begin

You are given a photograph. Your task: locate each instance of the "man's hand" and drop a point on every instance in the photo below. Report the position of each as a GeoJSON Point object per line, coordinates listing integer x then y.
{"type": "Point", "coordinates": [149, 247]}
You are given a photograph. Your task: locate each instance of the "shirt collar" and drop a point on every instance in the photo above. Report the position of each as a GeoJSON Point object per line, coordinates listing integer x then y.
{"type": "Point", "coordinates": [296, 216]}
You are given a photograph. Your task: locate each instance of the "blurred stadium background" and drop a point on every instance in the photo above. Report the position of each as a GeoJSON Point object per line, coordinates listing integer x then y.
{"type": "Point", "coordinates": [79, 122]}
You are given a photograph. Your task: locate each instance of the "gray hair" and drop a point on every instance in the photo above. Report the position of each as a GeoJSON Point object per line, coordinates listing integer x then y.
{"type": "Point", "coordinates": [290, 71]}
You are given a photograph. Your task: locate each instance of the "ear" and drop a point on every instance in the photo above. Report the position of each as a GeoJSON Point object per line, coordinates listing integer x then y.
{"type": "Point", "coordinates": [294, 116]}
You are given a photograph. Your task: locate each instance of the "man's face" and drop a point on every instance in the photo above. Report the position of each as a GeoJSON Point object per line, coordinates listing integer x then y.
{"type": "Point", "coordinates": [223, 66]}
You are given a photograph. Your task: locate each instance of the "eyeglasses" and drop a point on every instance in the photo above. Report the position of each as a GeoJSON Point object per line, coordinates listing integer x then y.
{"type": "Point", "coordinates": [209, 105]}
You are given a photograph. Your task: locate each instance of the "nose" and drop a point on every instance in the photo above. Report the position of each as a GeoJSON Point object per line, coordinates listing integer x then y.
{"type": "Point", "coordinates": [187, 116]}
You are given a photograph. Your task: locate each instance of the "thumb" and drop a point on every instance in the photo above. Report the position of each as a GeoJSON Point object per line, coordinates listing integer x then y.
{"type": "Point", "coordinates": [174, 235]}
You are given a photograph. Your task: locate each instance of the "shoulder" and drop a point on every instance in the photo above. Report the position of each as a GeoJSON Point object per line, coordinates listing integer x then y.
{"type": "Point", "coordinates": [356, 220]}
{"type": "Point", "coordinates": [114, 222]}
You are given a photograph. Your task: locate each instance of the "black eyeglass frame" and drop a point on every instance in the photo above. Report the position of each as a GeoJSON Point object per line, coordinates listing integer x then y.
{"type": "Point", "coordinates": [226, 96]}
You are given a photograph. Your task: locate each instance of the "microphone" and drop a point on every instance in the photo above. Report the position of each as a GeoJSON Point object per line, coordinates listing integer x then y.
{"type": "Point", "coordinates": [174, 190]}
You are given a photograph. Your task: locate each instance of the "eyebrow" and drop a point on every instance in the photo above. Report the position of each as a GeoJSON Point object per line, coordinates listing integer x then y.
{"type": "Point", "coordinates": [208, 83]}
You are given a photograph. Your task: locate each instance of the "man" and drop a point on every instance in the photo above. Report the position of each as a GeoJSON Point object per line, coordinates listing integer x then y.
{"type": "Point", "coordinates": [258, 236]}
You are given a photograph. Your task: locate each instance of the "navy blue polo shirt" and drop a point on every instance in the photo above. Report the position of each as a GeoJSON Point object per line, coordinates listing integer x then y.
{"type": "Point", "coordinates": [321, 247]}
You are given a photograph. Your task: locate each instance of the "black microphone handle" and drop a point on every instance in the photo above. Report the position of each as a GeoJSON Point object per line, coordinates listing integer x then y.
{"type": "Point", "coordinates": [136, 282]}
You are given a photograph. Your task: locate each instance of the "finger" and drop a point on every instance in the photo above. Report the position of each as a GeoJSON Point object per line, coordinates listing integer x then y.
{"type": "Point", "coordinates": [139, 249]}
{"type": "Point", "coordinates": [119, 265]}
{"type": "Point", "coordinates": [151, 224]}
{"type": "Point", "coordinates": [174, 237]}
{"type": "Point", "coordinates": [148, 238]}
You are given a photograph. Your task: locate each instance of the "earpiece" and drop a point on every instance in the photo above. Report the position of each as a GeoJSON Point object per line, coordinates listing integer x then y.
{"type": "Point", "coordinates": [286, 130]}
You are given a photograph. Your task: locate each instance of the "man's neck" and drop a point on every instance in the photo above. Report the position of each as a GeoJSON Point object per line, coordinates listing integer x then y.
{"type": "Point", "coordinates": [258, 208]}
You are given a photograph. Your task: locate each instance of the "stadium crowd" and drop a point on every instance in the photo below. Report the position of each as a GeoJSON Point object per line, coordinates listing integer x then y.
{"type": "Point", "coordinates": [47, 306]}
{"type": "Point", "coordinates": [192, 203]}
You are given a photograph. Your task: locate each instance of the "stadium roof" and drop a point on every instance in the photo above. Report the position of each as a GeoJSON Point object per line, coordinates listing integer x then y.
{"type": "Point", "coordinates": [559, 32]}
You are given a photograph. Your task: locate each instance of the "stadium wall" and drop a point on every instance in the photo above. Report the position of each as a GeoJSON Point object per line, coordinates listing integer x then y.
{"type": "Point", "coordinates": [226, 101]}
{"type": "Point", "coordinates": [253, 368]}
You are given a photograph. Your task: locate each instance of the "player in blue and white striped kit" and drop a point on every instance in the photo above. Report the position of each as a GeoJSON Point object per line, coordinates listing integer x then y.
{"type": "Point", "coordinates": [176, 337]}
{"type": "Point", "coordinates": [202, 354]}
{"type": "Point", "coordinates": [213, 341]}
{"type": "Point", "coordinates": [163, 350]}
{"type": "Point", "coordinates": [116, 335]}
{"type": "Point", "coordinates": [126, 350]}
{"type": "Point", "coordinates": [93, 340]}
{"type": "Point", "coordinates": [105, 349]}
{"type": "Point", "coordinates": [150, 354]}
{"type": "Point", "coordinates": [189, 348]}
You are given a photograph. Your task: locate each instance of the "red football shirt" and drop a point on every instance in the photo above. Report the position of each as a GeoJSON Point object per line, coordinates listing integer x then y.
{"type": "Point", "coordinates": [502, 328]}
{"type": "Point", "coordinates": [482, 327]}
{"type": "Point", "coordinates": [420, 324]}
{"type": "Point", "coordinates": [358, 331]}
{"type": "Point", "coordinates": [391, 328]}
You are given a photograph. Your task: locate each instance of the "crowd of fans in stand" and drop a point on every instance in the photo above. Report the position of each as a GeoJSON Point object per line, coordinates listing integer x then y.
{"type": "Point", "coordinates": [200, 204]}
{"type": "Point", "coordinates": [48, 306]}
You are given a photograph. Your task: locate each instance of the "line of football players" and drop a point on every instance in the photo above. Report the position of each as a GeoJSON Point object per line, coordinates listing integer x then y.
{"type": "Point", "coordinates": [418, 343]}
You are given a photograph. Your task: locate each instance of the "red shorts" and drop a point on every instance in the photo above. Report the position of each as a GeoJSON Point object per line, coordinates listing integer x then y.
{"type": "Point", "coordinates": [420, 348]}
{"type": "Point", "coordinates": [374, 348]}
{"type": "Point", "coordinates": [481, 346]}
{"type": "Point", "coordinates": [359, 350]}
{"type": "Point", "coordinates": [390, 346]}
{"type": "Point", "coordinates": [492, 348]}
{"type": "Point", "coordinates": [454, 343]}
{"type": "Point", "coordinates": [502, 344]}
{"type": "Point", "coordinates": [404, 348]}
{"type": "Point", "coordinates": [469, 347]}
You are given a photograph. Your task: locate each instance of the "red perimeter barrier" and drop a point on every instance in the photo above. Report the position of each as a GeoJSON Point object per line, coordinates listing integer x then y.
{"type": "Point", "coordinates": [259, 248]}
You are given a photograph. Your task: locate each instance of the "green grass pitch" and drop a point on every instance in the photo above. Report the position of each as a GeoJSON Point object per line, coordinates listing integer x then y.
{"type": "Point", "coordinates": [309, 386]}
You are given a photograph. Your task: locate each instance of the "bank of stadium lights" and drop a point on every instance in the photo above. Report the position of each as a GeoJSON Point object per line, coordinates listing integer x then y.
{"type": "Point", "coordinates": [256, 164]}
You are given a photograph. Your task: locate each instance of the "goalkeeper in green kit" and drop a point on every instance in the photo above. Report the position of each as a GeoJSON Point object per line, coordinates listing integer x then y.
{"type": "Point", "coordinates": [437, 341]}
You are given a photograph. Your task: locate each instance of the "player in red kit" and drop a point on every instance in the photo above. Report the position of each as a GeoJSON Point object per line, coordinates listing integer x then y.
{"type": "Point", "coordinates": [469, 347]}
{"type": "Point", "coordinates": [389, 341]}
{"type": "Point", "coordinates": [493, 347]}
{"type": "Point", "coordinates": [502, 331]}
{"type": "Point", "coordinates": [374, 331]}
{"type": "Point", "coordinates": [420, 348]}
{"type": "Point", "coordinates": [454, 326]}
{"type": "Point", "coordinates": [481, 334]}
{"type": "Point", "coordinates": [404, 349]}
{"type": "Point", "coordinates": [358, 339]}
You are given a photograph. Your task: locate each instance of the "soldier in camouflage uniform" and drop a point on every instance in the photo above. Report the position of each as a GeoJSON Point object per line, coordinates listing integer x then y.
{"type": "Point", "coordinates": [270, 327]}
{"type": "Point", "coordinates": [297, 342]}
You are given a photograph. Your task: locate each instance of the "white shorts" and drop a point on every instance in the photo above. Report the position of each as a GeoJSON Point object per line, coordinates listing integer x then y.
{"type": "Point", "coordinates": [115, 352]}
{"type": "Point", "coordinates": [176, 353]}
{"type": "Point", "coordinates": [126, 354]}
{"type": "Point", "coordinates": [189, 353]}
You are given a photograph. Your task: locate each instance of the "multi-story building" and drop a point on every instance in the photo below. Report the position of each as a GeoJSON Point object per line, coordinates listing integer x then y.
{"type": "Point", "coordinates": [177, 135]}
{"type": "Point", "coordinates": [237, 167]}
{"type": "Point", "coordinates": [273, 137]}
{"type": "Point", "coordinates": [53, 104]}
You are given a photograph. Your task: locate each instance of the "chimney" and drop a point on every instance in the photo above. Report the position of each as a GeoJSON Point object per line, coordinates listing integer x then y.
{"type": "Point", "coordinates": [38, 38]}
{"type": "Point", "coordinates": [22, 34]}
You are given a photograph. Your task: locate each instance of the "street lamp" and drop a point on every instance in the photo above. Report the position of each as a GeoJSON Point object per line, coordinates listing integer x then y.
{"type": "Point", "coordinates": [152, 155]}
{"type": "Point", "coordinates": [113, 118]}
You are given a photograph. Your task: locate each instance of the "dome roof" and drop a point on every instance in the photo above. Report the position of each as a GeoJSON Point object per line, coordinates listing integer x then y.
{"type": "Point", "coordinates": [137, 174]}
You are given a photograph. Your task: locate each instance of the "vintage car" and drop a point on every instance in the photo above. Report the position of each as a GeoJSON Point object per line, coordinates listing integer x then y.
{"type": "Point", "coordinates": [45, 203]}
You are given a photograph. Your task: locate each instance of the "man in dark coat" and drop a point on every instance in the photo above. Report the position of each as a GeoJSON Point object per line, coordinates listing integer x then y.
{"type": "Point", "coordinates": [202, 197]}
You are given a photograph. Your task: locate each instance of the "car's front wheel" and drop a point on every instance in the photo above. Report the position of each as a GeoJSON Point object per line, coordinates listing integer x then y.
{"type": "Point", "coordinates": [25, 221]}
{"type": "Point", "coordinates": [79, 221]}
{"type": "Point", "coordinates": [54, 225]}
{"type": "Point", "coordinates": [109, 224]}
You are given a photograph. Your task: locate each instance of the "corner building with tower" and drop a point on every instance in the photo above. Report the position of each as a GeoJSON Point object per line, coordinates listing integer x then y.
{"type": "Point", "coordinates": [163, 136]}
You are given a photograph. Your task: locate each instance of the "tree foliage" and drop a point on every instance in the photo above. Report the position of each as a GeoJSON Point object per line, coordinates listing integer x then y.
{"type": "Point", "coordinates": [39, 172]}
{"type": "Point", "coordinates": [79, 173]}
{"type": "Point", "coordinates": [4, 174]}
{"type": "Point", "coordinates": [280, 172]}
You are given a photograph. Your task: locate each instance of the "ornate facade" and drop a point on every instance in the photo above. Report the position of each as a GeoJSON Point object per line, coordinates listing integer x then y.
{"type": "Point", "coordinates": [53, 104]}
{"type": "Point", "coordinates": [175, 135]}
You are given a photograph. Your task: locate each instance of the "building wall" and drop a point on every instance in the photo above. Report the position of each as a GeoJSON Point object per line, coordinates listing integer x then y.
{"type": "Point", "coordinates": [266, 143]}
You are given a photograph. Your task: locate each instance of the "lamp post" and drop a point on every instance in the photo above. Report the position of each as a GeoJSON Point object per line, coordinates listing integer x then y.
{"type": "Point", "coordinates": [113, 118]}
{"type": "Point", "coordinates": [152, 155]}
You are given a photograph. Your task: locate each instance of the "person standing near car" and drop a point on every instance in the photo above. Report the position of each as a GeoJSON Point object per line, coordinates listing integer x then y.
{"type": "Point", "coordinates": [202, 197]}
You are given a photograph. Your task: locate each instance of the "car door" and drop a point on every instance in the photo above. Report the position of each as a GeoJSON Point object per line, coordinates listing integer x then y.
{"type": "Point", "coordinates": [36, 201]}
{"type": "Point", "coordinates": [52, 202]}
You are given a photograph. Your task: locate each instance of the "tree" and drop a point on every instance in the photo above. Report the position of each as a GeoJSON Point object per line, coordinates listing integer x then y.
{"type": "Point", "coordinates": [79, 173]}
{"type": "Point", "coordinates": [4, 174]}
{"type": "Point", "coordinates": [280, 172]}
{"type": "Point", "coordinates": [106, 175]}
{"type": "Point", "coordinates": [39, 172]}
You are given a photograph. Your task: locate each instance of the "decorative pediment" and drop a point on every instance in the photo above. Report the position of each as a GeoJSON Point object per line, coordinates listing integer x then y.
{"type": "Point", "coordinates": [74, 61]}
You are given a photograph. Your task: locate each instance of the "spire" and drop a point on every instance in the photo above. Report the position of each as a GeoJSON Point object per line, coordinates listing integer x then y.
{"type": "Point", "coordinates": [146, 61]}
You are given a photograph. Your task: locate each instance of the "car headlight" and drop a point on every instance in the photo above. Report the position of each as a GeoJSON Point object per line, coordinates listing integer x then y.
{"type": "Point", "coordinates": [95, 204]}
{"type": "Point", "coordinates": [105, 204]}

end

REQUIRED TASK: Report every line of the listing above that contains the string "handle", copying each line in full.

TASK ANSWER:
You are given a photograph. Your task: locate each instance of the "black microphone handle" and drop a point on every instance in the photo above. Report the position of each as a GeoJSON Point object per line, coordinates listing integer x then y.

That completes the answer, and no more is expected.